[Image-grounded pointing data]
================================
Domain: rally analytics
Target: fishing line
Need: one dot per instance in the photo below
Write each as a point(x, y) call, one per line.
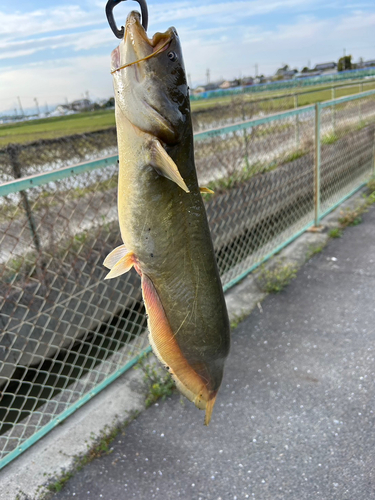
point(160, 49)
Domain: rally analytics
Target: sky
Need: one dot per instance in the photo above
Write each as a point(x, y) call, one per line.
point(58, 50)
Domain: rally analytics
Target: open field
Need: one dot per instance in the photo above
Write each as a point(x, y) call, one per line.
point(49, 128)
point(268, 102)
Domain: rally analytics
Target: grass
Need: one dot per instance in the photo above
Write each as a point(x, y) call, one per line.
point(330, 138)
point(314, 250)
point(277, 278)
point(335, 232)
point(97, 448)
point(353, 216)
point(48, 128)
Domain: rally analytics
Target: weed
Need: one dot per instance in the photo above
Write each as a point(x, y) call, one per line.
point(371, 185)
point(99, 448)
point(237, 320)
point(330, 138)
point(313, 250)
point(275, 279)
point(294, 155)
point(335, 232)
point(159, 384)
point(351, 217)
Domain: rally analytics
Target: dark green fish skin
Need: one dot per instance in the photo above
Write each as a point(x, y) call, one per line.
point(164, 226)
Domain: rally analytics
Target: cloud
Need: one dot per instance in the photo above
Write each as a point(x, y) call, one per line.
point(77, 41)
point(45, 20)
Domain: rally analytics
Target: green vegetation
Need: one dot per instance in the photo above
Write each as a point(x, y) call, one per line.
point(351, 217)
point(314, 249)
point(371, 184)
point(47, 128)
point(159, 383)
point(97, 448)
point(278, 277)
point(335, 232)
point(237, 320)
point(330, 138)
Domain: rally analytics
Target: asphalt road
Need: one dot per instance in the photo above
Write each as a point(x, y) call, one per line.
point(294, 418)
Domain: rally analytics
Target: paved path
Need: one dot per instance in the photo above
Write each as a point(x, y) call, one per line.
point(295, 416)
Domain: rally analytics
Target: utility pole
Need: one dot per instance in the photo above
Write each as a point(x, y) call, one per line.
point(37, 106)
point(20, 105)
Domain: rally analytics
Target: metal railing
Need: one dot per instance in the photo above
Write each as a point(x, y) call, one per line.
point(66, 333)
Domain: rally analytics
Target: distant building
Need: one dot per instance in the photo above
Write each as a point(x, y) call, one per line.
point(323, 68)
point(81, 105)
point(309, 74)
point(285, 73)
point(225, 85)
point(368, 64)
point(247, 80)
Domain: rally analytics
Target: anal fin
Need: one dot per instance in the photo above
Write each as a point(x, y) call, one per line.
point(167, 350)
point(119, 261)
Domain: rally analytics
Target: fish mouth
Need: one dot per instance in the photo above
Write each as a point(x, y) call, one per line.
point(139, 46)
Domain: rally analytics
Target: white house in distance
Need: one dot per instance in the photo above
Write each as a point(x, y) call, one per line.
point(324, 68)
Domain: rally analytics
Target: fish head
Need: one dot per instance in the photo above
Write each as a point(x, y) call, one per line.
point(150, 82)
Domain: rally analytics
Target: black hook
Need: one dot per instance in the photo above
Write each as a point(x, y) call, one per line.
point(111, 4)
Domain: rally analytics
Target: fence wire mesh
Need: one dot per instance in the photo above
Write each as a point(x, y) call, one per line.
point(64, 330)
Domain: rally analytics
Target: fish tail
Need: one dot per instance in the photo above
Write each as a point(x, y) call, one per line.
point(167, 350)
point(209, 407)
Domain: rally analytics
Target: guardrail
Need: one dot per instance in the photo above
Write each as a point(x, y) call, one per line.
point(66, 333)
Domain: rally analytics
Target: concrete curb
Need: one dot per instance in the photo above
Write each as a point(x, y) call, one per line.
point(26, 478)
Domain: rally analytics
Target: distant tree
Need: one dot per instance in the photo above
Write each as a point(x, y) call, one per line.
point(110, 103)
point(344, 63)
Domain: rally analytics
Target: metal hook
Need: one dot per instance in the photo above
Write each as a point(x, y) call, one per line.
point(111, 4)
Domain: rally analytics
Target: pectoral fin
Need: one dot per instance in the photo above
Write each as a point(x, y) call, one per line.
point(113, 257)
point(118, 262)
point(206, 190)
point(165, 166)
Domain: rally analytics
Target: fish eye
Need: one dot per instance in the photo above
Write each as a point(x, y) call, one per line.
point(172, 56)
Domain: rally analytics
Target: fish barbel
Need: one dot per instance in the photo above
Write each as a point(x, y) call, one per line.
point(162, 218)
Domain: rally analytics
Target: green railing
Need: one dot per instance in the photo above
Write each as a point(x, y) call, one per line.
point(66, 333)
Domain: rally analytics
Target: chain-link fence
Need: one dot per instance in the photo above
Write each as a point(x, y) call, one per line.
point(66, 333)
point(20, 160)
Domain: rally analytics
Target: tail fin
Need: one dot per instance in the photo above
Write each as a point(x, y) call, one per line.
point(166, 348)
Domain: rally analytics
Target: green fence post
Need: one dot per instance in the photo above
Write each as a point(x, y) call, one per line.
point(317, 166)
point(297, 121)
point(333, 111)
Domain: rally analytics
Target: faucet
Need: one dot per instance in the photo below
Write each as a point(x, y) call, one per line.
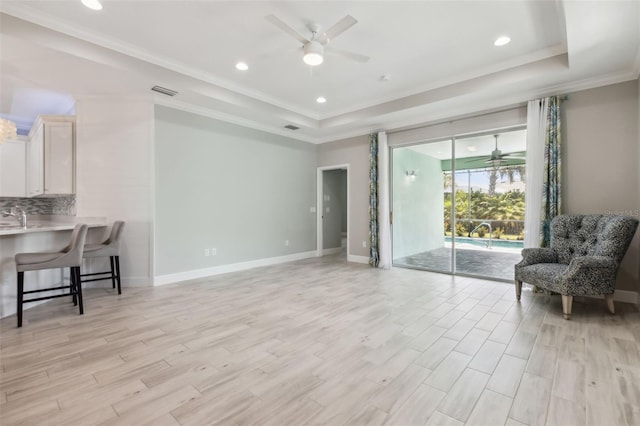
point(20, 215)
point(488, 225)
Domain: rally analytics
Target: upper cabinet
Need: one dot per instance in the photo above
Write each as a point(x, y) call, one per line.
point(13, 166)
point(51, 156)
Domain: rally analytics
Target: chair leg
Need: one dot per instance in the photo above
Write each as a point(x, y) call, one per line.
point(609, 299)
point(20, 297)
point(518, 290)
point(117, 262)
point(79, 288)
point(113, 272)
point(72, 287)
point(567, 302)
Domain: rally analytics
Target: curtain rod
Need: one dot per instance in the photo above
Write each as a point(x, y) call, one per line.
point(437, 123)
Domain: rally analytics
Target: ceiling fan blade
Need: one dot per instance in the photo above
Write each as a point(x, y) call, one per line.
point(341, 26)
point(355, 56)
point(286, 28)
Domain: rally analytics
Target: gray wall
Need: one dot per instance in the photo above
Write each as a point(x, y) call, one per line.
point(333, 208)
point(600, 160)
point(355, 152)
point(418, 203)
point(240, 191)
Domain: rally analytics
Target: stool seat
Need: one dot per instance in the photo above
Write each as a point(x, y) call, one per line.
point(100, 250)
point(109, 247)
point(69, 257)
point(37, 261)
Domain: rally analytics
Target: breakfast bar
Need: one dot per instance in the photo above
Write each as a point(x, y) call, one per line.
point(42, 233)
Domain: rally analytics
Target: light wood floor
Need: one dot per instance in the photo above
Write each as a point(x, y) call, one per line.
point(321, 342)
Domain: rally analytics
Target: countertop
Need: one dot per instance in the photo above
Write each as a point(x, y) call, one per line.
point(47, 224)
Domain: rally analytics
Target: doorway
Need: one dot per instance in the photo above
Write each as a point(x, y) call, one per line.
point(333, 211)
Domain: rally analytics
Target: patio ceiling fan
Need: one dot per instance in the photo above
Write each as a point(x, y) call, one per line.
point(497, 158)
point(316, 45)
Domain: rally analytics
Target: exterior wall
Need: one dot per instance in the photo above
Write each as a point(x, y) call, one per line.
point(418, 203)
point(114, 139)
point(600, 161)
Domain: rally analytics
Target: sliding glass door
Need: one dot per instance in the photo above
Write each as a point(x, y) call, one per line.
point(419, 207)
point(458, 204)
================================
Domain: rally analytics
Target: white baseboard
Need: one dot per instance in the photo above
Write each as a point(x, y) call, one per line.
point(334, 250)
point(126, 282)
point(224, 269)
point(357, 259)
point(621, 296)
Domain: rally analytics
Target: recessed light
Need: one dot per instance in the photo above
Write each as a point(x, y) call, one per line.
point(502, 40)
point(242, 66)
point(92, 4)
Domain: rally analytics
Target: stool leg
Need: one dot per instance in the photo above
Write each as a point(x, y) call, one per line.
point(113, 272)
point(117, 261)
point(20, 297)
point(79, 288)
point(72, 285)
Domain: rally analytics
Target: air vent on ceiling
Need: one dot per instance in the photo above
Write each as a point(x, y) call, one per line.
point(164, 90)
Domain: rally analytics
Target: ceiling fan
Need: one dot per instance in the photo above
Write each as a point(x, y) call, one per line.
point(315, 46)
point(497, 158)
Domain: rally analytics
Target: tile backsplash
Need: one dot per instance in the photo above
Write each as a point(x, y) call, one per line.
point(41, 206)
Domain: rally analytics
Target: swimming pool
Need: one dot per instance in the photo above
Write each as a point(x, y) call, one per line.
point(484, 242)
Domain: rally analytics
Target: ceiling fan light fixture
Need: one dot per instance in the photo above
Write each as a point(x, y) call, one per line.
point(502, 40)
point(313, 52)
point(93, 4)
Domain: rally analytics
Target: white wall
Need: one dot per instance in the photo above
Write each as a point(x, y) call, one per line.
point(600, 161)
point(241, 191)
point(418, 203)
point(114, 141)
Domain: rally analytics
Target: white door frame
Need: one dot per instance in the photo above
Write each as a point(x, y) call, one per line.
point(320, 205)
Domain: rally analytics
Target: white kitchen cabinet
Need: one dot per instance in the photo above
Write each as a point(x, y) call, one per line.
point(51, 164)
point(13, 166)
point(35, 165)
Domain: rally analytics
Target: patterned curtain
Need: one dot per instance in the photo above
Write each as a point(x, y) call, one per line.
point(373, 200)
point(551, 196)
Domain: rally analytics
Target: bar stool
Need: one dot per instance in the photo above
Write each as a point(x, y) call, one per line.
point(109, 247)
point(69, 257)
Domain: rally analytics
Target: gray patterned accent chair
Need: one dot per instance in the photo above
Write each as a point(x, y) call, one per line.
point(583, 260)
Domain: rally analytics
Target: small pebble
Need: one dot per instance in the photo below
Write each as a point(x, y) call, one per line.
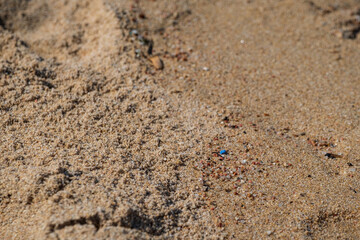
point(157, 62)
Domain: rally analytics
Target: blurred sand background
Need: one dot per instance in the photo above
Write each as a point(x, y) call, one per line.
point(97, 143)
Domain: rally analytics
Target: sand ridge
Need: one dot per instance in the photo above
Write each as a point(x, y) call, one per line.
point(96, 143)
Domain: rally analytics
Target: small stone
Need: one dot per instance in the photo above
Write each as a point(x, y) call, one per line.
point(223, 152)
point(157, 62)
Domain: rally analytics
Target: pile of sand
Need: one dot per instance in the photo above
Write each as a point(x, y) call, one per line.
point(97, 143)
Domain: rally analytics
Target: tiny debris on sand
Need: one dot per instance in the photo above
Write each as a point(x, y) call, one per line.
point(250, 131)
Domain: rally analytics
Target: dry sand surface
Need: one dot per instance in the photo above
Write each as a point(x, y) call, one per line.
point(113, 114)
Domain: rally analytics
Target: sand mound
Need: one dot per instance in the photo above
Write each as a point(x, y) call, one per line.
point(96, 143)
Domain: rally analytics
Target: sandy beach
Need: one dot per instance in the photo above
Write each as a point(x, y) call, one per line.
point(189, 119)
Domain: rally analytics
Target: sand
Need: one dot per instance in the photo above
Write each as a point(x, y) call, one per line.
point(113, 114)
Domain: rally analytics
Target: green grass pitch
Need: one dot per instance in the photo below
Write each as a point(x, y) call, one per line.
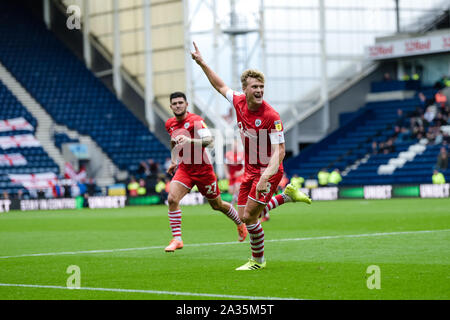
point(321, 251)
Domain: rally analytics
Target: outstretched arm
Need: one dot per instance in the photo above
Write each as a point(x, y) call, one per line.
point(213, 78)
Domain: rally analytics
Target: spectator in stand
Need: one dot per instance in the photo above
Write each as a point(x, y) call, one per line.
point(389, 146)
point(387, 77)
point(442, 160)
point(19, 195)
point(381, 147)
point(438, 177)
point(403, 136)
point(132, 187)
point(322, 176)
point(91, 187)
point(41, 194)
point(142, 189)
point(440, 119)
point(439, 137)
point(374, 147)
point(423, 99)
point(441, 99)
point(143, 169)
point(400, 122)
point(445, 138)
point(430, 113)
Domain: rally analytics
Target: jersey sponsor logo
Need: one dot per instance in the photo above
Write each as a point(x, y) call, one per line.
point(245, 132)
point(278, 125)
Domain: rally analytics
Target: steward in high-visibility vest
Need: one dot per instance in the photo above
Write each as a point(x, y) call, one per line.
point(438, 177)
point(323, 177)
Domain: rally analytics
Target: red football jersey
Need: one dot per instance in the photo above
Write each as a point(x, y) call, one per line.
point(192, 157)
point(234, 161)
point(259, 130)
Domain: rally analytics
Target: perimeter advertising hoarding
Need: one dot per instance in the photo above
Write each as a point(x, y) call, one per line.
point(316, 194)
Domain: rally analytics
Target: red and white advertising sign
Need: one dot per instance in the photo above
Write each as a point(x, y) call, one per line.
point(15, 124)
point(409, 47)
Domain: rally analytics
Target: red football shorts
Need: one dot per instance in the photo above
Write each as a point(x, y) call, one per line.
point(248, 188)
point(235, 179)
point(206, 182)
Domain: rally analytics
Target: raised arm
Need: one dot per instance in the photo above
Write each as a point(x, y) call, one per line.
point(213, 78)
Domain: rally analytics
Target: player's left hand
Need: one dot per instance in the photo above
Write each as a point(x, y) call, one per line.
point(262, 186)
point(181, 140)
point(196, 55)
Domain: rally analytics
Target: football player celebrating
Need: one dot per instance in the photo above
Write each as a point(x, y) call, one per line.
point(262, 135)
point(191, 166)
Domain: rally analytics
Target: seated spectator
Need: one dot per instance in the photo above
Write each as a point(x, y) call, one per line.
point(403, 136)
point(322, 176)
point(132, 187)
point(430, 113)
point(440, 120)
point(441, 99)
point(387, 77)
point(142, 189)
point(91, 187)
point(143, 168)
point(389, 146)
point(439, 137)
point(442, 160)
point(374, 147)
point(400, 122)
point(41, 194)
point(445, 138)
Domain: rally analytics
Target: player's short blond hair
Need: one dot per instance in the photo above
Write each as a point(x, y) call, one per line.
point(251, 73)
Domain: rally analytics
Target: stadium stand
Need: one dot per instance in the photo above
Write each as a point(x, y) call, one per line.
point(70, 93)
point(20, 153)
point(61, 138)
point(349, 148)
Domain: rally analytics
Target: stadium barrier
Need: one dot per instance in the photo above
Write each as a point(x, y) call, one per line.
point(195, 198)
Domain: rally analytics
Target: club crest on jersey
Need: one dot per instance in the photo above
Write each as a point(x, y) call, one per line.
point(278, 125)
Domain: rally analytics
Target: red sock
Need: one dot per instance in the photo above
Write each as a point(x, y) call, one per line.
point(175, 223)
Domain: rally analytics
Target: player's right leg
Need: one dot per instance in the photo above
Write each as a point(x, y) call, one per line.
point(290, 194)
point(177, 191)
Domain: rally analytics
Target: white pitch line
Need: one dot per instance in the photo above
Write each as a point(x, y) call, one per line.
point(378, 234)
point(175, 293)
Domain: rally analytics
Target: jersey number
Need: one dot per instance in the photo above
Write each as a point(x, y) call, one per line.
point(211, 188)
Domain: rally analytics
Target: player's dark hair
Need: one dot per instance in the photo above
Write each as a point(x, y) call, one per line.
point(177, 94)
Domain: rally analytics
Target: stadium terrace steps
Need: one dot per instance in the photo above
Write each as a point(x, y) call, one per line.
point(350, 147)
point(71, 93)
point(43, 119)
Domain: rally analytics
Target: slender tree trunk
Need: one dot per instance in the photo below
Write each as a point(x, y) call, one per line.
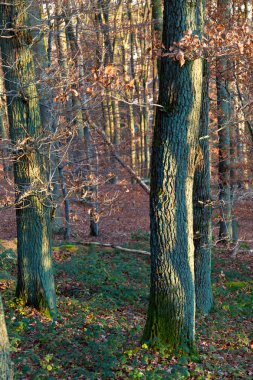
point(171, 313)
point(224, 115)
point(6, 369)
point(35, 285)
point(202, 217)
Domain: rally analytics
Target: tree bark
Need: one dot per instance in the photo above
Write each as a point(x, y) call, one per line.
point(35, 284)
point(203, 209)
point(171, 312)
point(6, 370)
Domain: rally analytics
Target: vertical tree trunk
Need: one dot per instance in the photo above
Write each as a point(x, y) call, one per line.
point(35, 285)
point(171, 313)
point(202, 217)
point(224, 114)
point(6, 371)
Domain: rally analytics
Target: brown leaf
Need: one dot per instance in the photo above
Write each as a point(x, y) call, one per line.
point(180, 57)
================================
| WHAT IS EXPECTED |
What number of lines in the data above include the string "stand"? Answer with that number only.

| WRITTEN REPLY |
2